Transcribe every entry word for word. Skip the pictures.
━━━ Given data ━━━
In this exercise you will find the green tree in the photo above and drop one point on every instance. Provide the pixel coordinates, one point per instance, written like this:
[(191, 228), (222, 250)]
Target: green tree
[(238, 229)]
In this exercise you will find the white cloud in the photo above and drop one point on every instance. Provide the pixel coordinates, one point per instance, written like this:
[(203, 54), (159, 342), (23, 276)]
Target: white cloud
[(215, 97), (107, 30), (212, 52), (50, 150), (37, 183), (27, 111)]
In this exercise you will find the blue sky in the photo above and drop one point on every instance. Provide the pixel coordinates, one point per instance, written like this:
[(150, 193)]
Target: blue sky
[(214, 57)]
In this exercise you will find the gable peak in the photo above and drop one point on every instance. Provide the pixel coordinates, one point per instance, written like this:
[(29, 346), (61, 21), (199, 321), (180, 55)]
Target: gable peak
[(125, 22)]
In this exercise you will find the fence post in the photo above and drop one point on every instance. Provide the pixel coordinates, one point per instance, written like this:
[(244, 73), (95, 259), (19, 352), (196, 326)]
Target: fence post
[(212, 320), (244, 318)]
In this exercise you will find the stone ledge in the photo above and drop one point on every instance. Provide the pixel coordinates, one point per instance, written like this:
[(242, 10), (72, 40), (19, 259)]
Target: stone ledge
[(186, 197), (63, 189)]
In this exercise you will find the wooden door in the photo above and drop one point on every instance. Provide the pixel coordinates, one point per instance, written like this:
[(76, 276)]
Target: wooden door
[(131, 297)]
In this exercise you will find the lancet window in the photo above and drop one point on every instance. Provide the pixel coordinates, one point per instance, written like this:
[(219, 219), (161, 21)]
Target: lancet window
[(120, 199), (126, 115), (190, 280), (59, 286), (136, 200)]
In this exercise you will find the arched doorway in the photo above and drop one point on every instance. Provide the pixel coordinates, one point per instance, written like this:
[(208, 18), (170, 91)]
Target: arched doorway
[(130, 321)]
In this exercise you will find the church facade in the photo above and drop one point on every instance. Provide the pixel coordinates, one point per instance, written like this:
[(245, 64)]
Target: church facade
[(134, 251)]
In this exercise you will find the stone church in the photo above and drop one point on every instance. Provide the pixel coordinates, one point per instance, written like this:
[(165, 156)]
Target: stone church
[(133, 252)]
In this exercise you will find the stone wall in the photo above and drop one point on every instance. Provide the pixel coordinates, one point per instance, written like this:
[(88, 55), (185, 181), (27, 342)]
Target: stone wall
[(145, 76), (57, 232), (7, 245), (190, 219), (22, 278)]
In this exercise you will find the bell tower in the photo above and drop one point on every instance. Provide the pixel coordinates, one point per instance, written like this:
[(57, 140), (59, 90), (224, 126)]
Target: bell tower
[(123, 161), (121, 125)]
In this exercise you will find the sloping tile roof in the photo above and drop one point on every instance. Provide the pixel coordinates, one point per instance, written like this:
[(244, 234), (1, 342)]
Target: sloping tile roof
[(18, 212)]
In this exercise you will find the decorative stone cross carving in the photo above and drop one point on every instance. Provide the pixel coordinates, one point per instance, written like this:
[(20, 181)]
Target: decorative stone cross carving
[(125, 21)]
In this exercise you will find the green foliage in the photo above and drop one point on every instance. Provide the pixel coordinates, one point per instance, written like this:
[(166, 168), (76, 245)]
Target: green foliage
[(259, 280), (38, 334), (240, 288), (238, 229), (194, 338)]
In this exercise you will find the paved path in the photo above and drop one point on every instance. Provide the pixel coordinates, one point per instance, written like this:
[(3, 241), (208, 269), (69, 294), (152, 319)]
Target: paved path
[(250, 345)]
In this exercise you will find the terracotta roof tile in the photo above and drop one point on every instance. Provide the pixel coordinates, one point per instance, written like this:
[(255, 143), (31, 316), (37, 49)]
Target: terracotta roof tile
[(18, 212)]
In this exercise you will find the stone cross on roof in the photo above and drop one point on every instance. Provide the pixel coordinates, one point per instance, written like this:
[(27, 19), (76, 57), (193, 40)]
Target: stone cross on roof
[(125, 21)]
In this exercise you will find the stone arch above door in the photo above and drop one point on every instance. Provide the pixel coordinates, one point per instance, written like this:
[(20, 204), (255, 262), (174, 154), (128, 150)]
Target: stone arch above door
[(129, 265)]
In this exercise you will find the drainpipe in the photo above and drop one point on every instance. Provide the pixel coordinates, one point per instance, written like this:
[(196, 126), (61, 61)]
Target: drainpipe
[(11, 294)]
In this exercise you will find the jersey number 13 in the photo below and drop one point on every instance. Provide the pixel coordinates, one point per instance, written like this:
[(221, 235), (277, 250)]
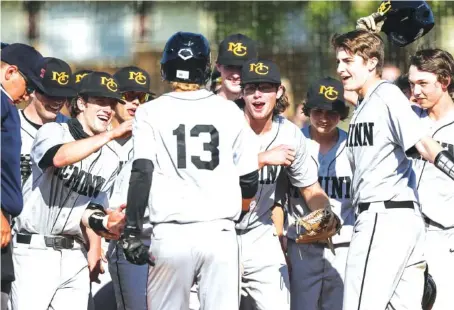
━━━
:: Exercise result ::
In this exercise you will find the green tree in the photo above and drop one point on every instance. Provide the pixel coordinates, one point per instance, written like this:
[(191, 228), (222, 250)]
Target: green tree
[(238, 229)]
In this exercise you will find the white cloud in the photo above and drop one point on every instance. Provide the pixel coordinates, one point per instance, written like this:
[(203, 54), (159, 342), (23, 276)]
Target: white cloud
[(215, 97), (107, 30), (212, 52), (50, 150), (37, 183), (27, 111)]
In this exercise you will find the blue sky in the photo above and drop one point on every instance. Provide the pixel coordinates, one point per instance, written like this:
[(150, 193)]
Target: blue sky
[(214, 57)]
In this exercise you will find the gable peak in the photo above and drop one point on every instance. Provide the pixel coordinates, one point per instance, written like this:
[(29, 346), (61, 21), (199, 321), (180, 55)]
Target: gable peak
[(125, 22)]
In this exercise you will find the fence post in the photo above and drop one point on every instance. Provide the pixel coordinates, one point per instance, written like this:
[(244, 73), (95, 259), (19, 352), (196, 326)]
Target: fence post
[(212, 320), (244, 318)]
In this exercise you will find the stone ledge in the photo above and drop one point on every instance. Provide the pixel coordinates, one point per instance, written like this:
[(242, 10), (72, 40), (19, 259)]
Target: stone ledge
[(186, 197), (63, 189)]
In this exercise you will find the wooden door in the photo above and drop one point on every instance. Provide the pixel coordinates, one point per instance, written like this:
[(76, 276)]
Target: wooden door
[(131, 297)]
In this exercise you will find the lancet window in the photo above and drop one point on every instance. Provide the pixel coordinates, one point per instance, written like this:
[(219, 219), (161, 21)]
Target: lancet window
[(120, 199), (126, 115), (190, 280), (59, 286), (136, 200)]
In this exercise you will find the arched doorway in the photo above and drop one point on every instance. Provide the pixel coordinates, one point per instance, written like this:
[(208, 18), (170, 91)]
Target: arched doorway
[(130, 321)]
In this exercise you will find the church facade in the photo above and drop one point on every instance. Provide the pixel coordinates, one point per instance, written like this:
[(245, 64)]
Target: church facade
[(134, 251)]
In this exercise you will find the stone church in the photo above and drop one point on every instance. Provide the pixel coordinates, one point per instance, written like this:
[(165, 156)]
Target: stone church
[(133, 252)]
In this exercise you will find the stone wall in the photo above and drop one point on every instance. Provide the pixel coordinates, one point per instance, written like this:
[(88, 55), (185, 181), (27, 342)]
Target: stone wall
[(145, 76), (57, 232), (7, 245), (190, 219), (22, 278)]
In this exercise you will find the bell tower in the photo above and drop one point on every instance. Provide the pixel coordinates, one point per instance, written like this:
[(57, 140), (59, 90), (224, 126)]
Target: bell tower
[(123, 161), (121, 125)]
In this exercise you will find the sloping tile roof in the photo above and drop one point on every instance. Provide the pixel coordinates, one point per instance, written like this:
[(244, 234), (1, 342)]
Target: sloping tile roof
[(18, 212)]
In this exercise you will find the decorative stone cross carving in the photo above and drop one point on every instance. Provide the pixel coordinates, one point per instance, written like this:
[(20, 181)]
Target: decorative stone cross carving
[(125, 21)]
In this exercise you will find the green foliage in the photo above and drop one point on every instance. Provide the pixel coordinates, one point per instance, written like this:
[(166, 168), (76, 245)]
Target: green foliage
[(259, 280), (38, 334), (240, 288), (238, 229), (194, 338)]
In this exercise you will find the paved path in the photo above and drop one point on every instance. Provide the pixel coordinates, one point per instance, written like this:
[(3, 241), (208, 269), (69, 294), (152, 319)]
Target: paved path
[(250, 345)]
In this exercise you will find the terracotta roof tile in the photo above and drop one point on every instance. Provide the pixel coordinates, one point per instance, written like this:
[(255, 143), (31, 316), (37, 49)]
Target: terracotta roof tile
[(18, 212)]
In this exercise you will find the stone cross on roof in the photo above and drop one point on every instance. Provide the pixel coordinates, one point per instance, written like this:
[(27, 19), (76, 57), (193, 40)]
Target: stone cross on roof
[(125, 21)]
In this exercise you will find the stone arch above door in the photo above and drop one point on every instance. Provide the pixel coordinates, one point per instance, written like this:
[(20, 204), (255, 262), (174, 154), (128, 150)]
Target: stone arch above door
[(129, 265)]
In this exercise you will find the drainpipe in the photo above and drop one point on every instance. Provide the pixel coordinates, one point per instance, written like this:
[(196, 126), (61, 61)]
Target: drainpipe
[(11, 294)]
In this exercise you will find the jersey number 13 in the photo below and drop one point on every instance. Provide the pixel coordinates, one point per instance, written like this:
[(221, 235), (277, 250)]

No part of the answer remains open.